Source material.
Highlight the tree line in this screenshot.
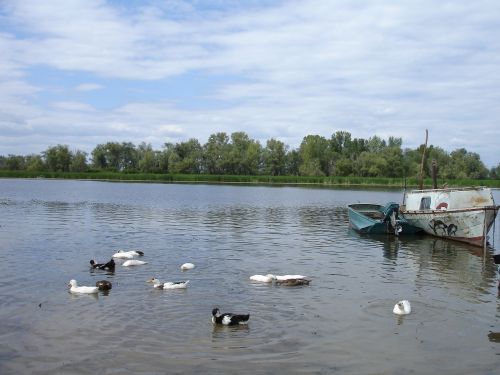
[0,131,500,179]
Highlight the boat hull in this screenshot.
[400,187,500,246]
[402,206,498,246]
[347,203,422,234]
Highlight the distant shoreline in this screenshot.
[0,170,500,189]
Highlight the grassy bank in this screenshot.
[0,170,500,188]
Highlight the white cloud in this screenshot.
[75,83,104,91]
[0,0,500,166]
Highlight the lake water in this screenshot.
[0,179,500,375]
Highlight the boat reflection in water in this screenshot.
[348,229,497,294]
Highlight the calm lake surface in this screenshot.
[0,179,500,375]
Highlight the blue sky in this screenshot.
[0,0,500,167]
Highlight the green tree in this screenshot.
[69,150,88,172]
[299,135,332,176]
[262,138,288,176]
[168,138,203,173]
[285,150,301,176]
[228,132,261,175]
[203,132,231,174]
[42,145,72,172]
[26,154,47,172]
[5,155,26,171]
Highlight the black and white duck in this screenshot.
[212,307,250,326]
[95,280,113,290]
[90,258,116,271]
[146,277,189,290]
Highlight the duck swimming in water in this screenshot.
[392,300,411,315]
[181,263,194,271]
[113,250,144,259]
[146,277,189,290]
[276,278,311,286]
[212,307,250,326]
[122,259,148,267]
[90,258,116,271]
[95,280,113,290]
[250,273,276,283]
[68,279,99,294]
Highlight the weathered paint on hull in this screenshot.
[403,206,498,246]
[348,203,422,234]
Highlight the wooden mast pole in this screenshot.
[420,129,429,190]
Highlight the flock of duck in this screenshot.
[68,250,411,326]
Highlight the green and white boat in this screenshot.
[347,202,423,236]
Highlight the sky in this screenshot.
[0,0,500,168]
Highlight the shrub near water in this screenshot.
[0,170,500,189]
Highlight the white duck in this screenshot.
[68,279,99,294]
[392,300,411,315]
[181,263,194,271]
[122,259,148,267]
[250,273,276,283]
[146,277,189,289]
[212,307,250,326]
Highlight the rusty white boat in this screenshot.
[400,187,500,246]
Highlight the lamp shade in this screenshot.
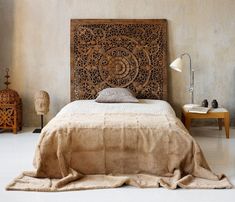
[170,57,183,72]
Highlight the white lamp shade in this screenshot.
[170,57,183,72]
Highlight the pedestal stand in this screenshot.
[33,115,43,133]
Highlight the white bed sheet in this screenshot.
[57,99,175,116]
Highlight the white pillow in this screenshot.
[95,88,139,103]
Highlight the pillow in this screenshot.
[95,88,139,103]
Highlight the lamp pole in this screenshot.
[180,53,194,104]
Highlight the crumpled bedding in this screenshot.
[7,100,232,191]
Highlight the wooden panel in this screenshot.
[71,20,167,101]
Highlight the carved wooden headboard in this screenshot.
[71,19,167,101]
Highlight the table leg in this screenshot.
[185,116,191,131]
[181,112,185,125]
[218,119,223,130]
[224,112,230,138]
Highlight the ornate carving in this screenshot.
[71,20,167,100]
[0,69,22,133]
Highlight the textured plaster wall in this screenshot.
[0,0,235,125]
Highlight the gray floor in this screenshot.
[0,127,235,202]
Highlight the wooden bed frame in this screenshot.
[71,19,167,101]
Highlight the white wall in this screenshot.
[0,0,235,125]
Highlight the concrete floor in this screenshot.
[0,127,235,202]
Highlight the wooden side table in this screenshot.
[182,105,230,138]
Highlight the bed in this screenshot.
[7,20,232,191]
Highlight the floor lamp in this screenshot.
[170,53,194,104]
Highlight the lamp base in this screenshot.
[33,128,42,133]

Written instruction. Each line of the data is to be duplicated exactly; pictures stay out of the copy.

Result.
Highlight the tree line in this screenshot.
[0,131,500,179]
Highlight the boat hull in this screenshot.
[400,187,500,246]
[402,206,498,246]
[347,203,422,234]
Highlight the distant shoreline in this screenshot.
[0,170,500,189]
Highlight the grassy bank in this screenshot.
[0,170,500,188]
Highlight the white cloud in this screenshot.
[75,83,104,91]
[0,0,500,166]
Highlight the lake water in this screenshot.
[0,179,500,375]
Highlight the boat reflection in water in this screenshot.
[348,229,497,294]
Highlight the calm lake surface in this screenshot.
[0,179,500,375]
Highlight the blue sky in this screenshot.
[0,0,500,167]
Highlight the green tree in this screenshot.
[69,150,88,172]
[299,135,332,176]
[262,138,288,176]
[168,138,203,173]
[285,150,301,176]
[228,132,261,175]
[203,132,231,174]
[42,145,72,172]
[26,154,47,172]
[5,155,26,171]
Highlight the black and white duck in this screenshot.
[212,307,250,326]
[95,280,113,290]
[90,258,116,271]
[146,277,189,290]
Highlight the duck swimming in water in this screenshot.
[392,300,411,315]
[181,263,194,271]
[113,250,144,259]
[146,277,189,290]
[276,278,311,286]
[212,307,250,326]
[122,259,148,267]
[90,258,116,271]
[95,280,113,290]
[250,273,276,283]
[68,279,99,294]
Highlight the weathered paint on hull in this screenshot.
[403,206,498,246]
[348,203,422,234]
Highlight the wooden mast pole in this screenshot.
[420,129,429,190]
Highlight the flock of duck in this screenshot.
[68,250,411,326]
Highlight the green and white boat in this screenshot.
[347,202,423,236]
Highlight the sky in this screenshot.
[0,0,500,168]
Highlight the shrub near water in this screenshot.
[0,170,500,189]
Highlight the white duck in this screenshot.
[68,279,99,294]
[392,300,411,315]
[181,263,194,271]
[122,259,148,267]
[250,273,276,283]
[146,277,189,289]
[212,307,250,326]
Highlight the rusty white boat in this screenshot.
[400,187,500,246]
Highlight the lamp shade in this screenshot.
[170,57,183,72]
Highlight the white lamp shade in this screenshot.
[170,57,183,72]
Highlight the pedestal stand in this screenshot.
[33,115,43,133]
Highlight the white bed sheet in this screenshot.
[57,99,175,116]
Highlight the white pillow in this screenshot.
[95,88,139,103]
Highlight the pillow in this screenshot.
[95,88,139,103]
Highlight the lamp pole in this screenshot.
[180,53,194,104]
Highlight the crumpled bedding in this screenshot.
[7,100,232,191]
Highlight the wooden panel in this screenshot.
[71,20,167,101]
Highlight the carved wooden headboard in this screenshot.
[71,19,167,101]
Highlight the table leg in this screenshot.
[185,116,191,131]
[181,112,185,125]
[218,119,223,130]
[224,112,230,138]
Highlight the ornate carving in this screenshot.
[71,20,167,100]
[0,69,22,133]
Highlight the textured plaster wall in this screenshot.
[0,0,235,125]
Highlight the gray floor in this screenshot.
[0,127,235,202]
Highlight the wooden bed frame in this screenshot.
[71,19,167,101]
Highlight the white wall in this screenshot.
[0,0,235,125]
Highlight the concrete floor in this screenshot.
[0,127,235,202]
Highlight the wooden side table in this screenshot.
[182,105,230,138]
Highlight the bed in this screenshot.
[7,20,232,191]
Highlight the floor lamp in this screenshot.
[170,53,194,104]
Highlight the lamp base in this screenshot.
[33,128,42,133]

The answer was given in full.